··· Excerpted text ···
This page demonstrates a simple approximate algorithm for finding the closest point on any given SVG path element. Although the algorithm is not guaranteed to return the best answer, the answer is reasonably good, and the accuracy is tunable at the expense of performance. It is based on Mike Kamermans’ excellent Primer on Bézier Curves.

A coarse linear scan of the path provides an initial guess. Then, a binary search improves the guess to the desired level of precision (here, about 1px). The coarseness of the initial scan is configurable; for paths where there may be multiple close points at different lengths along the path, such as at intersections, a finer initial scan is needed to avoid converging on a suboptimal answer.

Knowing the closest path to a given point is useful for multi-line charts in the same way the Voronoi tessellation is useful for scatterplots: it makes it easier to select or highlight elements using the mouse. Instead of requiring the user to hover over a line precisely, you can use this algorithm to find the line closest to the mouse. Alternatively, you can compute a Voronoi diagram for lines by sampling points along each path.

forked from mbostock's block: Closest Point on Path

forked from Fil's block: Closest Point on Path d3v4 [UNLISTED]

<!DOCTYPE html>
<meta charset="utf-8">
<style>
path {
fill: none;
stroke: #000;
stroke-width: 1.5px;
}
line {
fill: none;
stroke: red;
stroke-width: 1.5px;
}
circle {
fill: red;
}
rect {
fill: none;
cursor: crosshair;
pointer-events: all;
}
</style>
<body>
<script src="https://d3js.org/d3.v4.min.js"></script>
<script src="https://d3js.org/d3-hsv.v0.1.min.js"></script>
<script src="https://d3js.org/d3-contour.v1.min.js"></script>
<script>
var points = [[474,276],[586,393],[378,388],[338,323],[341,138],[547,252],[589,148],[346,227],[365,108],[562,62]];
var width = 960,
height = 500;
var linec = d3.line()
··· Extracted entries ···
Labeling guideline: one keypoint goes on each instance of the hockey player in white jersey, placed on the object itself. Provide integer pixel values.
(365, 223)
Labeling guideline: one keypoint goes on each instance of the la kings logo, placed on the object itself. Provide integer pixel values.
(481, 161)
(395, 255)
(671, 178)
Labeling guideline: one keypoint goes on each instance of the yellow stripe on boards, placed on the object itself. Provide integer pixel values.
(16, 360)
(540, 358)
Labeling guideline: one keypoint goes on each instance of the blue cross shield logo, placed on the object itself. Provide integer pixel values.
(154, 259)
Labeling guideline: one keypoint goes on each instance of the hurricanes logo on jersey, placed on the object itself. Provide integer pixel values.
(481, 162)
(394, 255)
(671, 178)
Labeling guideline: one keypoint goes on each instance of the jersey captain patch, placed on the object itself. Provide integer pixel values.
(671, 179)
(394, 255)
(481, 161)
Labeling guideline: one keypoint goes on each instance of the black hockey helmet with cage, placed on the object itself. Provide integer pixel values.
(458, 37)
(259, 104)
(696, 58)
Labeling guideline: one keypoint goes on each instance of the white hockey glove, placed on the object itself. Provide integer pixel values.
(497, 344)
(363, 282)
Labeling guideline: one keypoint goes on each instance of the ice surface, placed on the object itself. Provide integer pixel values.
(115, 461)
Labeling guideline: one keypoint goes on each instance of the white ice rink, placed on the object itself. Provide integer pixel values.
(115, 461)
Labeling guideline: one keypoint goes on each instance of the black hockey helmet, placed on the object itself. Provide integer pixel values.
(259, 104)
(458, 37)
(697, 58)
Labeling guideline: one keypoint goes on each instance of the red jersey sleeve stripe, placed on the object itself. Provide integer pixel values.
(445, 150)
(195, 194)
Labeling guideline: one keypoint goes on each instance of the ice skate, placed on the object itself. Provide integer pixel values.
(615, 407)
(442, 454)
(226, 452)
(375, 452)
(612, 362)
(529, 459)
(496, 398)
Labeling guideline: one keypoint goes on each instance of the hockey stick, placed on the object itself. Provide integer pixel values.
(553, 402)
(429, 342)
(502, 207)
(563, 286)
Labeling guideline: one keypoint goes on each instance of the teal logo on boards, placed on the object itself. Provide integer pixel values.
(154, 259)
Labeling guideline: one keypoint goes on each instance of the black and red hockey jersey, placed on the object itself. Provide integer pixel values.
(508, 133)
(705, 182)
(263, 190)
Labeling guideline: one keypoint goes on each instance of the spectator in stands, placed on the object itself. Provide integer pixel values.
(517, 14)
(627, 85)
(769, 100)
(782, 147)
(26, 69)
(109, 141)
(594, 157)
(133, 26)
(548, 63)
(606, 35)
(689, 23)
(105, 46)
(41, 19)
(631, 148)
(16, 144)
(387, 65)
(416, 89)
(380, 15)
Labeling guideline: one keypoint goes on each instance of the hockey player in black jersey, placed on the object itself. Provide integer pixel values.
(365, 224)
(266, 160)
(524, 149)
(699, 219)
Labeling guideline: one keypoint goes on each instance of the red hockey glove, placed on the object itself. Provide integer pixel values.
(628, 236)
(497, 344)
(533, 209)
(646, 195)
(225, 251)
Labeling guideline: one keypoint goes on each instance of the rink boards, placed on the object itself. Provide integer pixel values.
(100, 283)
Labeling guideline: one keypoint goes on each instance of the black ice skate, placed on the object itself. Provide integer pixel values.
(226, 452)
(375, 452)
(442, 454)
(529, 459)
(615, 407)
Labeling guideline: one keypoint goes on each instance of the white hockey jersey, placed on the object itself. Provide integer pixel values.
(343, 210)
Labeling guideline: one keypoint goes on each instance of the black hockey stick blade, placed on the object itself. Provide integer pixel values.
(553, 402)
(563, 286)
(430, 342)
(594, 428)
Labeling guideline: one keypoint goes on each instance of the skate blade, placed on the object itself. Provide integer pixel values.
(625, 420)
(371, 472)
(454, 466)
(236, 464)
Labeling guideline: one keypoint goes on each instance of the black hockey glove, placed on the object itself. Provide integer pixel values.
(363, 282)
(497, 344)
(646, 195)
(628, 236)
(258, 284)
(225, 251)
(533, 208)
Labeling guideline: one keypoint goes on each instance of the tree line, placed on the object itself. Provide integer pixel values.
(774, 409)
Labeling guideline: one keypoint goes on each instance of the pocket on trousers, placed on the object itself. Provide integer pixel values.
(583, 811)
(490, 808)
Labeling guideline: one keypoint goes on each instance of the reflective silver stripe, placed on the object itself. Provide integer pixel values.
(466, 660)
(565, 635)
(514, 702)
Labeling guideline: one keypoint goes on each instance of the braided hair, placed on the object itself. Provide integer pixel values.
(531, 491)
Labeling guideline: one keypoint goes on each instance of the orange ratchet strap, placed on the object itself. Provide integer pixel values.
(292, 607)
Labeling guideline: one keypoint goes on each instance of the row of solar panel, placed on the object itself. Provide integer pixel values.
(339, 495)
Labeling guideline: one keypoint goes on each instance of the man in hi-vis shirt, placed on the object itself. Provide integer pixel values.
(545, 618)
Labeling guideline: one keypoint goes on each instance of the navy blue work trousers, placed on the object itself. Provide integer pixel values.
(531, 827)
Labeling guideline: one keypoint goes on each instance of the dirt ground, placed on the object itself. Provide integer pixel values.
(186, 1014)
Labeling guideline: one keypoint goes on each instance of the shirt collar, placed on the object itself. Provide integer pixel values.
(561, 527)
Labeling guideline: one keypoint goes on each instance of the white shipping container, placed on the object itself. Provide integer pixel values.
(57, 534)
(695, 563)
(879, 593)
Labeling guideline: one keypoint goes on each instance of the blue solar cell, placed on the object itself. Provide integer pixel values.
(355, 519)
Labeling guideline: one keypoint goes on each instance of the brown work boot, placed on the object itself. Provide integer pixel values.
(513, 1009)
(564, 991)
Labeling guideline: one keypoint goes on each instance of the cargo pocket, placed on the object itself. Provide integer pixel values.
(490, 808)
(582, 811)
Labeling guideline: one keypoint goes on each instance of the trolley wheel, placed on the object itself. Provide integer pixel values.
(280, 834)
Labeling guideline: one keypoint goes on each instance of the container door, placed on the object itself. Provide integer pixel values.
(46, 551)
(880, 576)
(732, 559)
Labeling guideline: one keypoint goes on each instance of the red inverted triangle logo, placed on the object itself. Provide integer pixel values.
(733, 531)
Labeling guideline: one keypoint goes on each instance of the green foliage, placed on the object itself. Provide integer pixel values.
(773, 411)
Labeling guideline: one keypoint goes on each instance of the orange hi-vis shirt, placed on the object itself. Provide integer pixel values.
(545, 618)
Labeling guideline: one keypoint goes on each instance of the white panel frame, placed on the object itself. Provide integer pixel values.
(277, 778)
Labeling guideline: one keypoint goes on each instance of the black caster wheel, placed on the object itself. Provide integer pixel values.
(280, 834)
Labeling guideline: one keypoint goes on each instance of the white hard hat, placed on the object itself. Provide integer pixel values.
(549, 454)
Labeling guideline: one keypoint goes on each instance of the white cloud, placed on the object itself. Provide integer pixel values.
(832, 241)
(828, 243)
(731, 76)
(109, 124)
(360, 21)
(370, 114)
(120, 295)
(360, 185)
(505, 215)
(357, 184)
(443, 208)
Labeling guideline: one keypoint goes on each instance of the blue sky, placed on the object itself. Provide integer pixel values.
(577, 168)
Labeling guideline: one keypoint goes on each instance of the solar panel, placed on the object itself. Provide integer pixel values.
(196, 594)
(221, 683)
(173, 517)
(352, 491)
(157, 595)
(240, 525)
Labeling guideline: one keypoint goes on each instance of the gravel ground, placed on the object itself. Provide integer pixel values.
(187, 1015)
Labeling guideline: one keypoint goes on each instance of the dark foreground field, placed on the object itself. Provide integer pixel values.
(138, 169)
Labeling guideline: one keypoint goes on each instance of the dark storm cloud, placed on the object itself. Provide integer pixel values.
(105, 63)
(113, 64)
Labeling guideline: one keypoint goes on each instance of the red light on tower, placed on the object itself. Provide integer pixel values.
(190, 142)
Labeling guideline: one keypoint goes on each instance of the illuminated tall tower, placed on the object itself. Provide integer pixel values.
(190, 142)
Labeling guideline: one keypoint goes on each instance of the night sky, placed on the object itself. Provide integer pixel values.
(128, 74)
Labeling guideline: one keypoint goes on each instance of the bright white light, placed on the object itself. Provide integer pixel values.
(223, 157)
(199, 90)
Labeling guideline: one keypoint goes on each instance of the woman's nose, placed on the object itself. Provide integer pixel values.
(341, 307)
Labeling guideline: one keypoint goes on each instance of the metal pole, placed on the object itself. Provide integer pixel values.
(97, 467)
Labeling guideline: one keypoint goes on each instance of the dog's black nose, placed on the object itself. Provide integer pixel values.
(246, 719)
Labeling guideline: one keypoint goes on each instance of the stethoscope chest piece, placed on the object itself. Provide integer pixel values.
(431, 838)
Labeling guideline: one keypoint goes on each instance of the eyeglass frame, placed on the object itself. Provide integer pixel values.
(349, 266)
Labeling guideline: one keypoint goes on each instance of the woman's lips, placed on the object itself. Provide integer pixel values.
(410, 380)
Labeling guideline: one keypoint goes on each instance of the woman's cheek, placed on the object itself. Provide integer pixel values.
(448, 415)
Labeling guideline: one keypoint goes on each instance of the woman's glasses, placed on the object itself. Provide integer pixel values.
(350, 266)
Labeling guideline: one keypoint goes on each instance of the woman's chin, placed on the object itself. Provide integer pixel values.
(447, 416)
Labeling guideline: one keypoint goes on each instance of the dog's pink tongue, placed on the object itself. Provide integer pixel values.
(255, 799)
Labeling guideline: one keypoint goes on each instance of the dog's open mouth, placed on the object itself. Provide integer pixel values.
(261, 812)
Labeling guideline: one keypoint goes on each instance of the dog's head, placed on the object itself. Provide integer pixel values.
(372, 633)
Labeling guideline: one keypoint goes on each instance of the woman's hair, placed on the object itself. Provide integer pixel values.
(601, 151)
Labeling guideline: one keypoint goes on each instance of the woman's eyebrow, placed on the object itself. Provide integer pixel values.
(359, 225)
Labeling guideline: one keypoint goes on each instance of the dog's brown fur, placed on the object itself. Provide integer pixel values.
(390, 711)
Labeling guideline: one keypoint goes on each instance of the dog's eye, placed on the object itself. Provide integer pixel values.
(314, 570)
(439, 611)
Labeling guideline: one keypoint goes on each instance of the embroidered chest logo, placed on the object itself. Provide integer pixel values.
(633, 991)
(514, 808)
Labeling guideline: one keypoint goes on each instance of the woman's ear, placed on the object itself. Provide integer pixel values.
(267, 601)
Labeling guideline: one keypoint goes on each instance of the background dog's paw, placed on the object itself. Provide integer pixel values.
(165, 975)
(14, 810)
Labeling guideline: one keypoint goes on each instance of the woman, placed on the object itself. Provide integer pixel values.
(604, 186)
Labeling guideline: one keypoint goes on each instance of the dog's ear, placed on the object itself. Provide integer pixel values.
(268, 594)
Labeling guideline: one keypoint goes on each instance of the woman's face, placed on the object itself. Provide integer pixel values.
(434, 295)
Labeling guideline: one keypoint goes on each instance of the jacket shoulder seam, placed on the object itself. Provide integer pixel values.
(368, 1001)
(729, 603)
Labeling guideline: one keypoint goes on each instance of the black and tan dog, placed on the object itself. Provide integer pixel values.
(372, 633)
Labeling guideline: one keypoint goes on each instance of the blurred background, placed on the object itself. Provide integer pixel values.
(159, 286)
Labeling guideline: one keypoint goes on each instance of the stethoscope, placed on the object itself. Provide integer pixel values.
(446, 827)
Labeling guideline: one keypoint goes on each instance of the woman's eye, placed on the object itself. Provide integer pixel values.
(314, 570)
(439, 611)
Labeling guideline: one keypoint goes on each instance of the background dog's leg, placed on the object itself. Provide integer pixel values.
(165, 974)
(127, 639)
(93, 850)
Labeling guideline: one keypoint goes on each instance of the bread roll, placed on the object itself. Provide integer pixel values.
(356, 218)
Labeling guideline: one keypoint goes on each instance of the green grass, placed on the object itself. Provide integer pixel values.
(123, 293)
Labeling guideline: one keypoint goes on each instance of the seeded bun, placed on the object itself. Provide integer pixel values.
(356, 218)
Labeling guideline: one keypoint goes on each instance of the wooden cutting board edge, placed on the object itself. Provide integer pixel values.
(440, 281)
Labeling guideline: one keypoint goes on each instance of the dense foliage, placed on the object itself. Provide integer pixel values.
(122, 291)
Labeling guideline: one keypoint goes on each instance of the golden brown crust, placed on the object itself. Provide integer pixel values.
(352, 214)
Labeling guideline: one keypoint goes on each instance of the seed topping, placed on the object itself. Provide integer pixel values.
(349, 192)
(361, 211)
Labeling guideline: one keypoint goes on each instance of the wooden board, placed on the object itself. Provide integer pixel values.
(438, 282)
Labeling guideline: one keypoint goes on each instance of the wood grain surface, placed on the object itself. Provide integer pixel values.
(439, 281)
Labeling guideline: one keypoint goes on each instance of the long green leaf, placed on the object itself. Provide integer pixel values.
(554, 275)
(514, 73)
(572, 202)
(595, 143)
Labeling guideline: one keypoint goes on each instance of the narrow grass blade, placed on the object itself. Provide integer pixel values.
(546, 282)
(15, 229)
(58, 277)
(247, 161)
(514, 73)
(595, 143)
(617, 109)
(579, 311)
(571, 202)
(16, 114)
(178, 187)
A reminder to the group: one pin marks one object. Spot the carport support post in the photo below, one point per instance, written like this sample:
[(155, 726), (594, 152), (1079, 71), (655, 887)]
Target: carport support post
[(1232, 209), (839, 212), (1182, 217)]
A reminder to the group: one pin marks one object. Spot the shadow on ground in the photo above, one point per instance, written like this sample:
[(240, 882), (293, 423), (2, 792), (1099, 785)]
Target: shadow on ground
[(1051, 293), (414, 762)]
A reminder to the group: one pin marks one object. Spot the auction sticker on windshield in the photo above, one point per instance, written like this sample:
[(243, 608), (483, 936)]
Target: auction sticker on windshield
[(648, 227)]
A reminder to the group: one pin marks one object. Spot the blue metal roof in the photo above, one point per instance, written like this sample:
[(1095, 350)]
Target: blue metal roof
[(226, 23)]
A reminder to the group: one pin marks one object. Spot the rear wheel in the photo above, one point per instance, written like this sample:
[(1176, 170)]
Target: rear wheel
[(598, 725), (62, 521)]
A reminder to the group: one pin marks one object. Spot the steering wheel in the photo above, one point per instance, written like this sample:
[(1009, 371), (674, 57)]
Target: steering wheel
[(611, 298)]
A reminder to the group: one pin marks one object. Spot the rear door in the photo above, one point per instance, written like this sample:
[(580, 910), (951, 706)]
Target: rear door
···
- [Requirements]:
Could you carry the closest-point-on-a-path page forward from its last line, `var linec = d3.line()`?

- [Output of the exercise]:
.curve(d3.curveCardinal);
var svg = d3.select("body").append("svg")
.attr("width", width)
.attr("height", height);
var i0 = d3.interpolateHsvLong(d3.hsv(120, 1, 0.65), d3.hsv(60, 1, 0.90)),
i1 = d3.interpolateHsvLong(d3.hsv(60, 1, 0.90), d3.hsv(0, 0, 0.95)),
interpolateTerrain = function(t) { return t < 0.5 ? i0(t * 2) : i1((t - 0.5) * 2); },
color = d3.scaleSequential(interpolateTerrain).domain([90, 190]);
var path = svg.append("path")
.datum(points)
.attr("d", linec);
var pathNode = path.node();
var line = svg.append("line");
var circle = svg.append("circle")
.attr("cx", -10)
.attr("cy", -10)
.attr("r", 3.5);
svg.append("rect")
.attr("width", width)
.attr("height", height)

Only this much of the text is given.